#### Tasks to carry out
1. Based on the passage about continuing education platforms, decide whether each statement agrees with it, answering yes or no and quoting the words that decide it. (a) On-demand learning lets clinicians finish coursework without planning around live events. (b) Individual clinicians and healthcare organizations evaluate platforms the same way. (c) Medbridge's organizational features include administrative dashboards.
2. List every organizational feature that the passage about continuing education platforms names for Medbridge.

#### Selected extract
=== Begin Enclosure ===

Considerations beyond price:
Time saved searching for courses. A large, searchable on-demand library helps clinicians quickly find eligible CE credits without coordinating schedules or searching across multiple providers.
Reduced need for multiple tools. Combining continuing education, patient education, and HEP tools into a single platform reduces system switching and simplifies daily workflows.
Access to education at any time, rather than around schedules. On-demand learning lets clinicians complete coursework at their convenience, without planning around live events, travel, or fixed schedules.
5. Organizational Support and Standardization
While individual clinicians often focus on flexibility and CE access, healthcare organizations typically evaluate platforms differently. Beyond course libraries and HEP tools, organizations may need infrastructure that supports onboarding, compliance tracking, and standardized skill development across teams.
Medbridge
Medbridge offers organizational features designed to support onboarding and workforce development. These include:
A native learning management system (LMS)
Historical completion reporting for compliance tracking
Administrative dashboards and user permissions
These capabilities allow organizations to assign required education, monitor completion over time, and maintain documentation for accreditation or regulatory purposes. This centralized oversight can reduce administrative burden while supporting consistent clinician development.

=== End Enclosure ===

#### Material supplied
=== Begin Enclosure ===

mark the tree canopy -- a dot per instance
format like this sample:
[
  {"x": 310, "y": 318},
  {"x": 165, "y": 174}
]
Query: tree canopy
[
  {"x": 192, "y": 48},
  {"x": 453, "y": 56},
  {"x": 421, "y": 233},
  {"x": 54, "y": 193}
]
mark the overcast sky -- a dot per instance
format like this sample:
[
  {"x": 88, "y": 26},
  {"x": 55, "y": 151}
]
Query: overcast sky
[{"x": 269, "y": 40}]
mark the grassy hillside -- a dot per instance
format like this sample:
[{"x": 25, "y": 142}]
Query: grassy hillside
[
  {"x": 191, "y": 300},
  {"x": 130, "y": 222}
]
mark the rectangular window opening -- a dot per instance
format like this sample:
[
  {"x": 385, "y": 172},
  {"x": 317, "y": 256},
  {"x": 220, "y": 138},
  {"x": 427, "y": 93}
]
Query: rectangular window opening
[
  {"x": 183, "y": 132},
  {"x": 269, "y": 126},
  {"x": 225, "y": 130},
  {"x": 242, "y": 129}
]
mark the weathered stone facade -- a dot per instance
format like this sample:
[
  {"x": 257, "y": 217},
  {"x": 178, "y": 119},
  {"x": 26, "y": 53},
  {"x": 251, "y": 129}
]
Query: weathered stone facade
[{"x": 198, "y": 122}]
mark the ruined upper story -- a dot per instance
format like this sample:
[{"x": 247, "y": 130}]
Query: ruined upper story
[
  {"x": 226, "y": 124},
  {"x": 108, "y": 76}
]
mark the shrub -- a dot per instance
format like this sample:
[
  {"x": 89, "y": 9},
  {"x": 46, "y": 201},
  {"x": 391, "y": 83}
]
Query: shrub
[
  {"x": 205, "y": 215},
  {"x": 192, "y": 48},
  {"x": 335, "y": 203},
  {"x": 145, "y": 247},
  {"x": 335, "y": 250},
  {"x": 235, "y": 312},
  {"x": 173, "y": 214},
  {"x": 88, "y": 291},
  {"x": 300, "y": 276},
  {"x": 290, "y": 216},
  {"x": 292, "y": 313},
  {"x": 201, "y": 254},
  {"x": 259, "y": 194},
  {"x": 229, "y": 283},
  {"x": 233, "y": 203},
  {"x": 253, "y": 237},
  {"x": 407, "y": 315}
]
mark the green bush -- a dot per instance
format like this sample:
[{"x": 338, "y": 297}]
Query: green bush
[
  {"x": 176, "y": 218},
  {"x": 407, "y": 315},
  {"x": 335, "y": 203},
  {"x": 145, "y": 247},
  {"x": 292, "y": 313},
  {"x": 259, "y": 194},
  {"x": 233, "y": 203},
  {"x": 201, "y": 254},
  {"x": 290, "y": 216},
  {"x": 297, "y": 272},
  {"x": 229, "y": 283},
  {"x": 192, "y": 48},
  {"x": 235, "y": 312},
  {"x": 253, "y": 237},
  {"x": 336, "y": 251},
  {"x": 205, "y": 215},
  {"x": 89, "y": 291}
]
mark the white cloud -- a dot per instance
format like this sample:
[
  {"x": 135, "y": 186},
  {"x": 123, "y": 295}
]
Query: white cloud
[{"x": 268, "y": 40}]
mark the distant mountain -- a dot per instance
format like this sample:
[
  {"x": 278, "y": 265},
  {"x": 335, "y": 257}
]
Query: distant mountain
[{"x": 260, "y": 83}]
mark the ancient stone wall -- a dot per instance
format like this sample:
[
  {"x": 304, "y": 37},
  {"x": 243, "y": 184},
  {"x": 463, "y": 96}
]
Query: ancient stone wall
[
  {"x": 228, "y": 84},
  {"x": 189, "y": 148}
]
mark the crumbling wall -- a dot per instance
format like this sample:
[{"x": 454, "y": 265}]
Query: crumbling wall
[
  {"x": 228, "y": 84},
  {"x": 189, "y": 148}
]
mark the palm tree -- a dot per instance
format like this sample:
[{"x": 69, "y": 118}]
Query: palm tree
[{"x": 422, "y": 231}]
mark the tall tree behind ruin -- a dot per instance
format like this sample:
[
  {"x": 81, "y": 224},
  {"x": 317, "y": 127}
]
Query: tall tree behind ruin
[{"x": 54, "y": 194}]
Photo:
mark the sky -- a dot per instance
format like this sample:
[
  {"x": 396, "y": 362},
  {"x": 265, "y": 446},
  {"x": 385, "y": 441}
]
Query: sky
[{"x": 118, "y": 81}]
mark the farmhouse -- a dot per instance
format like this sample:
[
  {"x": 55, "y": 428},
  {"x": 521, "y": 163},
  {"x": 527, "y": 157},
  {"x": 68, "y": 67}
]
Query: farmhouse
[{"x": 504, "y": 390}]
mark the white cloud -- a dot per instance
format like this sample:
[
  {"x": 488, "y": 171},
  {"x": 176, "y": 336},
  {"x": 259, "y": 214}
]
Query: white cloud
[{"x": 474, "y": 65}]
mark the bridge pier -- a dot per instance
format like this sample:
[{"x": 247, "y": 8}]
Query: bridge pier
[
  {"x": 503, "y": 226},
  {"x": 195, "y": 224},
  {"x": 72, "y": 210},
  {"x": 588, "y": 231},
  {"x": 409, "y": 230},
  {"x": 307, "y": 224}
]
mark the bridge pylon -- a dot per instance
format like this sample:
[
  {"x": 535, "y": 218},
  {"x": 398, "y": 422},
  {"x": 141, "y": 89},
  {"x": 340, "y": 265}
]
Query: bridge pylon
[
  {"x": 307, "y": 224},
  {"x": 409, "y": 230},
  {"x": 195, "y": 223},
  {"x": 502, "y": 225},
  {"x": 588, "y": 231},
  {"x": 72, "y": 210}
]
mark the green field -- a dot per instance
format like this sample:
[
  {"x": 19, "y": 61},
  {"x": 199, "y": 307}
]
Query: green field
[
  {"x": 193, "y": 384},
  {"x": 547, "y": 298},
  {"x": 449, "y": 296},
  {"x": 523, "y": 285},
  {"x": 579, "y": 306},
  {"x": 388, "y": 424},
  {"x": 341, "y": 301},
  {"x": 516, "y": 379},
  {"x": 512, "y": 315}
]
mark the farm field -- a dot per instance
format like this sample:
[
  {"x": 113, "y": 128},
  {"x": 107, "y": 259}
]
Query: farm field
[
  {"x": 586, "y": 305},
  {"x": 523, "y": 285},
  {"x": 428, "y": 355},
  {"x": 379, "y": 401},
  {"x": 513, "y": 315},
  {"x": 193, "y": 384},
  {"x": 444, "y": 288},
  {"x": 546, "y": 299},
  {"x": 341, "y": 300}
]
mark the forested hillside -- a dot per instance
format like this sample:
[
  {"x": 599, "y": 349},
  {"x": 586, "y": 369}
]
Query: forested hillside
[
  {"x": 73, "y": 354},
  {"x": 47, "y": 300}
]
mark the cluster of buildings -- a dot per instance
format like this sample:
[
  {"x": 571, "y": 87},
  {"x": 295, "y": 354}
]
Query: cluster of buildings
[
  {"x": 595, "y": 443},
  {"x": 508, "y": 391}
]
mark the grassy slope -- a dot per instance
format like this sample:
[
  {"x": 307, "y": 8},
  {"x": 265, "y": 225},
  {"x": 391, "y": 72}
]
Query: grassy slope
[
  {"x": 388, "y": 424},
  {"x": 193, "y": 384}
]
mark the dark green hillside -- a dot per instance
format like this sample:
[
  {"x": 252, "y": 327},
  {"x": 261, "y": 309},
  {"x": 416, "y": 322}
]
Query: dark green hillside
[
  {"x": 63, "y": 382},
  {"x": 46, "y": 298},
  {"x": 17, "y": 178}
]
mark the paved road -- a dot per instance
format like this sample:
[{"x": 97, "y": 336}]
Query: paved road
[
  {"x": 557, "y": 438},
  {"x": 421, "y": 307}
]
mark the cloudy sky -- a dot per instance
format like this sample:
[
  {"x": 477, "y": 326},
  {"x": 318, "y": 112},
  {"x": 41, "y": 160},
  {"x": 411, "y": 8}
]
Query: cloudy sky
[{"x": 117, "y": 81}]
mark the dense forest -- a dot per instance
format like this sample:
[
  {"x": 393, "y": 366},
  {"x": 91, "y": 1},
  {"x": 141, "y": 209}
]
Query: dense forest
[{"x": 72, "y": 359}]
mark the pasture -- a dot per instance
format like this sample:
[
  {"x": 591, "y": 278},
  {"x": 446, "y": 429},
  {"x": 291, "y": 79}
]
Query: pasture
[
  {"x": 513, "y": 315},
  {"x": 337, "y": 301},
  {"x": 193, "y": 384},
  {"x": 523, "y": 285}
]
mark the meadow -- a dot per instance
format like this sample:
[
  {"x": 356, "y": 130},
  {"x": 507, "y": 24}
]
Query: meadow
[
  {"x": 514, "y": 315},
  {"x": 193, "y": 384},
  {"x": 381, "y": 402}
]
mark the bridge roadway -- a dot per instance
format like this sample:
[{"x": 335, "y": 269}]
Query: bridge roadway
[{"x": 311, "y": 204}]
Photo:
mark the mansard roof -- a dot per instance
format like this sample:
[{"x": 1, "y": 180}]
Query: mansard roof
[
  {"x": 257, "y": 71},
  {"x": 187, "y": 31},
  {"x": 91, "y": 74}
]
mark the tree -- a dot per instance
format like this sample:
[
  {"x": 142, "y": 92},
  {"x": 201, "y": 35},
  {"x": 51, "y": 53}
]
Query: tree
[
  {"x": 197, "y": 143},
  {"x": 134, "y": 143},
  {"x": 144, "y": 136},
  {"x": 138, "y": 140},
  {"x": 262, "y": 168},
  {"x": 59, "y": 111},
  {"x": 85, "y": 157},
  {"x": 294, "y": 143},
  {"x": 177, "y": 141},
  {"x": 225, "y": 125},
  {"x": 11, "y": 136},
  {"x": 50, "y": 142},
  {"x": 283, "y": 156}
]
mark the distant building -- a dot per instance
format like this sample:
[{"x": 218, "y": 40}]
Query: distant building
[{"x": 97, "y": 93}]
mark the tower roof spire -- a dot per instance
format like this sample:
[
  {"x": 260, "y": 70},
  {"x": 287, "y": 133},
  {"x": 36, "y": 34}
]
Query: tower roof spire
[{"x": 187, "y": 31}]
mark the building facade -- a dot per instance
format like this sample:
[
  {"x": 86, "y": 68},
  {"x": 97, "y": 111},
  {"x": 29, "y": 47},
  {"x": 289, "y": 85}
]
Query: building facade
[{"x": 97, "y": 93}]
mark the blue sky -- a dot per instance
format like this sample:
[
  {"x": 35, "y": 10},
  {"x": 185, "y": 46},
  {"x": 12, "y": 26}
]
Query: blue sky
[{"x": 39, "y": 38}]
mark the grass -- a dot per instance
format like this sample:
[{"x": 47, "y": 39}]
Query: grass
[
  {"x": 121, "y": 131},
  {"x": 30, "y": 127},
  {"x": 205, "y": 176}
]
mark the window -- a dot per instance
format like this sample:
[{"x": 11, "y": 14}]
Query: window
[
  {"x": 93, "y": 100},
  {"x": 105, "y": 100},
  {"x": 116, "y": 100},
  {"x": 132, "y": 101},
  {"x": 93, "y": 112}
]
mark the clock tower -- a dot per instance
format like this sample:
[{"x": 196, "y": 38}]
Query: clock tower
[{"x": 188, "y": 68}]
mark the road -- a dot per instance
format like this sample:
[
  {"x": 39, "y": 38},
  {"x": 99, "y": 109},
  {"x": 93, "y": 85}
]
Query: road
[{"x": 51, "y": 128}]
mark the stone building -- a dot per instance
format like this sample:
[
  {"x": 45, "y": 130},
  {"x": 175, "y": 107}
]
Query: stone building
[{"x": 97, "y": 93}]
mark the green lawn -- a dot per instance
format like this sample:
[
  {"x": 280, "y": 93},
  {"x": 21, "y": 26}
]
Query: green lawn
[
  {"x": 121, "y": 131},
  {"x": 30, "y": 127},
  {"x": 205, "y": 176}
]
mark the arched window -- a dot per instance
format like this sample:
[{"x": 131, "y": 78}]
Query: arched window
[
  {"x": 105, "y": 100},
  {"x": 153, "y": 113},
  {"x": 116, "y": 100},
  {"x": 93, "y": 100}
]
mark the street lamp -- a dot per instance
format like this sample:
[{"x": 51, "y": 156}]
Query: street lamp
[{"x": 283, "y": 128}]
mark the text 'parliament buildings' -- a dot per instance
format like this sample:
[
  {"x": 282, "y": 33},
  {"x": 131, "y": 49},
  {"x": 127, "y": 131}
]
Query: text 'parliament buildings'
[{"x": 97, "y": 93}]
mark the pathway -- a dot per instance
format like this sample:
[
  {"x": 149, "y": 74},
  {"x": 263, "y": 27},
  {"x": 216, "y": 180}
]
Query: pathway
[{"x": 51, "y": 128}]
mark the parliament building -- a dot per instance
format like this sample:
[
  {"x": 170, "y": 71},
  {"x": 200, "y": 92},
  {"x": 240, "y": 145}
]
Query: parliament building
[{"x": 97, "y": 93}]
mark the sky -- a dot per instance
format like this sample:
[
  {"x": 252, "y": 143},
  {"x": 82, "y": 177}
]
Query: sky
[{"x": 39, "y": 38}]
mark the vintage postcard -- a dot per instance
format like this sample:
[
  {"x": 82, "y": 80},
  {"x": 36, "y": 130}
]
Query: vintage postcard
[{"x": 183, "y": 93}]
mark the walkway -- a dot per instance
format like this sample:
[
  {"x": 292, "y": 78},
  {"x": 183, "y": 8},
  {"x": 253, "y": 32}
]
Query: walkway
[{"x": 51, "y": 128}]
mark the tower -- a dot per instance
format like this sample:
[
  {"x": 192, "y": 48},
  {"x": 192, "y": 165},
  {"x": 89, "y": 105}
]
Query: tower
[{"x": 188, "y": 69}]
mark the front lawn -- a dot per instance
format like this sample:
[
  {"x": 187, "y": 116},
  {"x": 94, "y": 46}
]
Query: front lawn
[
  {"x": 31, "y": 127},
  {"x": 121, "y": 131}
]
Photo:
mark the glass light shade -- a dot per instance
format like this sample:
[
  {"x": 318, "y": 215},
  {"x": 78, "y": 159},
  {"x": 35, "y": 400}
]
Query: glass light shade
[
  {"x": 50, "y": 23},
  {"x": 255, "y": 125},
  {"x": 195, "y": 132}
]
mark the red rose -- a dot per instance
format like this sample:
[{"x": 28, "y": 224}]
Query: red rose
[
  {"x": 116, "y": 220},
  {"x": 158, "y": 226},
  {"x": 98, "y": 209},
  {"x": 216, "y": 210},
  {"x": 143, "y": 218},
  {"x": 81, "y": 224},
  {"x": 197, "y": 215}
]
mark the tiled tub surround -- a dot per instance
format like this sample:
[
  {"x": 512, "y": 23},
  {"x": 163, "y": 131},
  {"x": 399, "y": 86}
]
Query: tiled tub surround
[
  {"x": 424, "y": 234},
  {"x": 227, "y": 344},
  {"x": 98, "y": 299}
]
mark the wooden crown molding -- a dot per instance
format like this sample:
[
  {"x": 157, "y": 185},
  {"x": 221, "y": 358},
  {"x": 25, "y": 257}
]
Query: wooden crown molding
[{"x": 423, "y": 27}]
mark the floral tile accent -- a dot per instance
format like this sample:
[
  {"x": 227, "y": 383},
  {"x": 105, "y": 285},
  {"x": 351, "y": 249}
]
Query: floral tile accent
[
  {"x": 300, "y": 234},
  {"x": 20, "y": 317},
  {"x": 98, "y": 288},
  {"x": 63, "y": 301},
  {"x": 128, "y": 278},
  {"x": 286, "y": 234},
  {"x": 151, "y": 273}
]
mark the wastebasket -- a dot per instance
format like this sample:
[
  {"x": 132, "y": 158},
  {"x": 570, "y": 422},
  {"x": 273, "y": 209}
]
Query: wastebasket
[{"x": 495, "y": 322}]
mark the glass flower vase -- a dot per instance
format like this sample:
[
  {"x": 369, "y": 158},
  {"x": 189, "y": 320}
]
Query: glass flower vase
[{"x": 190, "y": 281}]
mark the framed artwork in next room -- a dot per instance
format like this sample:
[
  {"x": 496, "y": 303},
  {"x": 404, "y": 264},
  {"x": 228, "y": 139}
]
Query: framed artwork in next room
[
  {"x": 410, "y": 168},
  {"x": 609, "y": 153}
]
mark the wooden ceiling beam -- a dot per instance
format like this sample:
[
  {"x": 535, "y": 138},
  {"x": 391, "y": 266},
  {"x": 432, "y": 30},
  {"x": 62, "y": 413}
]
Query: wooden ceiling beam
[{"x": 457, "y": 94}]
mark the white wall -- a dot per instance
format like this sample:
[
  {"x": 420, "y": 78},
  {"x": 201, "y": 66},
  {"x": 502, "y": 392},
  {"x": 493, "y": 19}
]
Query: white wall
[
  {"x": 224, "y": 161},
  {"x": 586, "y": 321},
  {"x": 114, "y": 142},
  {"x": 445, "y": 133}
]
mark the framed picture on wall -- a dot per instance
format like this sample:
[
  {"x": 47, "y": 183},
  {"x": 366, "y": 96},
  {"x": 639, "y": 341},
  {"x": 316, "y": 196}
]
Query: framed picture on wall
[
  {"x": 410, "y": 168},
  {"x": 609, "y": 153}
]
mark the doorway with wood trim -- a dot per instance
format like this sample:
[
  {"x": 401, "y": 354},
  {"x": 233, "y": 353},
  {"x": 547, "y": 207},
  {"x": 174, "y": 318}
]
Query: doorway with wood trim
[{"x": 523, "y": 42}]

=== End Enclosure ===

#### Task-by-task solutions
1.
(a) Yes: "On-demand learning lets clinicians complete coursework at their convenience, without planning around live events, travel, or fixed schedules."
(b) No: "healthcare organizations typically evaluate platforms differently."
(c) Yes: "Administrative dashboards and user permissions"

2.
- A native learning management system (LMS)
- Historical completion reporting for compliance tracking
- Administrative dashboards and user permissions